▶ **WORK TASK**:
Would you find each line in the entries below with the string "instance" and copy it?

▶ **Records contained in a dataset**:
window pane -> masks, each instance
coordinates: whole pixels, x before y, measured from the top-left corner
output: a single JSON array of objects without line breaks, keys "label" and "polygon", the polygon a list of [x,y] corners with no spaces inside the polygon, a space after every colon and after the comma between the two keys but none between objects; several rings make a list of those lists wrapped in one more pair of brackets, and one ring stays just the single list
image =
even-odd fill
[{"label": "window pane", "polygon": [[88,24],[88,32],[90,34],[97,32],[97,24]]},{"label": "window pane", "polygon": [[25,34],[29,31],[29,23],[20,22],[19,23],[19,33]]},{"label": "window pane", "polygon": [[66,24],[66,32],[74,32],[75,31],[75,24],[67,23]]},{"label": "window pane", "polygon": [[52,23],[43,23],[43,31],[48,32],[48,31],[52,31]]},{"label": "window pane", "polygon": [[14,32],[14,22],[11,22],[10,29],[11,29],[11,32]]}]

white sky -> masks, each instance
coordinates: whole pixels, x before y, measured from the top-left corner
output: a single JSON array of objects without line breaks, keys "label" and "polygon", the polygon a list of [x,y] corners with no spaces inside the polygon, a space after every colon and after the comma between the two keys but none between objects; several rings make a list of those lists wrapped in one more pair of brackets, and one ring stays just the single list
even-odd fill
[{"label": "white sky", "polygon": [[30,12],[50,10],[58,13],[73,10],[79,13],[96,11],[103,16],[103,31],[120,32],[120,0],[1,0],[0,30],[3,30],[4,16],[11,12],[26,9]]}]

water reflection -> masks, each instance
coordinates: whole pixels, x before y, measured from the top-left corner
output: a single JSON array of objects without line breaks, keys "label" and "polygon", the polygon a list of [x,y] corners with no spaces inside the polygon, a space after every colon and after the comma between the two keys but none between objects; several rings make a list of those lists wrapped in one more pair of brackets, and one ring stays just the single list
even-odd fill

▶ **RESPONSE TO THIS TASK**:
window pane -> masks, each instance
white sky -> masks, each instance
water reflection -> masks, each instance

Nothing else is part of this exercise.